**ASSIGNMENT**
Please filter the listing below and copy out the lines that hold "each".

**PROVIDED RECORDS**
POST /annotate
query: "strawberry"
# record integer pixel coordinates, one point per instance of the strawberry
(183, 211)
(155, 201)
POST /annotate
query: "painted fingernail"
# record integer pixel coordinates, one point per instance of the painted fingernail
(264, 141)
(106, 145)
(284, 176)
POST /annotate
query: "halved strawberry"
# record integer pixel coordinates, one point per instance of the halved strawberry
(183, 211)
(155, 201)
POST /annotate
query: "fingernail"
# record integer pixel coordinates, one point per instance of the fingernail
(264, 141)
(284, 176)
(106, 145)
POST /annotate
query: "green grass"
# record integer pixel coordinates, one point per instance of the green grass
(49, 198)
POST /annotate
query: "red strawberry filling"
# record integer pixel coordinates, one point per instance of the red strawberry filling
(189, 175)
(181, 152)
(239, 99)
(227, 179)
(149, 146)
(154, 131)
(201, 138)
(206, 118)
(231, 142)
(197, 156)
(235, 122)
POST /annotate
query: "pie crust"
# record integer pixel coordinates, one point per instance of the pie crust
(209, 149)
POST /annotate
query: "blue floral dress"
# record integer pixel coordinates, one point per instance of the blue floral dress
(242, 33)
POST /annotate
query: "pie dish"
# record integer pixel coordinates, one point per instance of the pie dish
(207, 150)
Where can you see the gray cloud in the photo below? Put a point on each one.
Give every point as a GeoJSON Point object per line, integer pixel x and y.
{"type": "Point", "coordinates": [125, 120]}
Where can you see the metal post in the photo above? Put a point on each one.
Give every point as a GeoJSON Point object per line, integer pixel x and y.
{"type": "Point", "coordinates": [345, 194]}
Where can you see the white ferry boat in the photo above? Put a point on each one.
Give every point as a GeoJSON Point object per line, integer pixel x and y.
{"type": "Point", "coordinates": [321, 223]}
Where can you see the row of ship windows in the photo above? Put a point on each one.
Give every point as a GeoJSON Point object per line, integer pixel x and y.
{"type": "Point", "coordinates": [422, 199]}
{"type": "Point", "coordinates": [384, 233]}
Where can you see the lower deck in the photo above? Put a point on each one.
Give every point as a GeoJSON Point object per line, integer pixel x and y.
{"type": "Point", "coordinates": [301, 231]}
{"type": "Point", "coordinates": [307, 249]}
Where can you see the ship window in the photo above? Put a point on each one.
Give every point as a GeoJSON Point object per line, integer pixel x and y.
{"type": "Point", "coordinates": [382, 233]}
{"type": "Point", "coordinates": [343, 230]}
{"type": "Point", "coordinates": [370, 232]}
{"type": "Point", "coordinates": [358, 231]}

**FINISHED EXERCISE**
Where can you see the gray cloud in the photo below? Put a point on each one.
Where can you see the metal post in the photo above? Put a point on each one.
Where can you see the white ferry boat in the photo above? Put a point on each one.
Where can you see the row of ship windows in the photo above? Put a point on each one.
Where can you see the lower deck in the photo above? Put a point on each one.
Where can you see the ship window in the photo above? Put a point on each one.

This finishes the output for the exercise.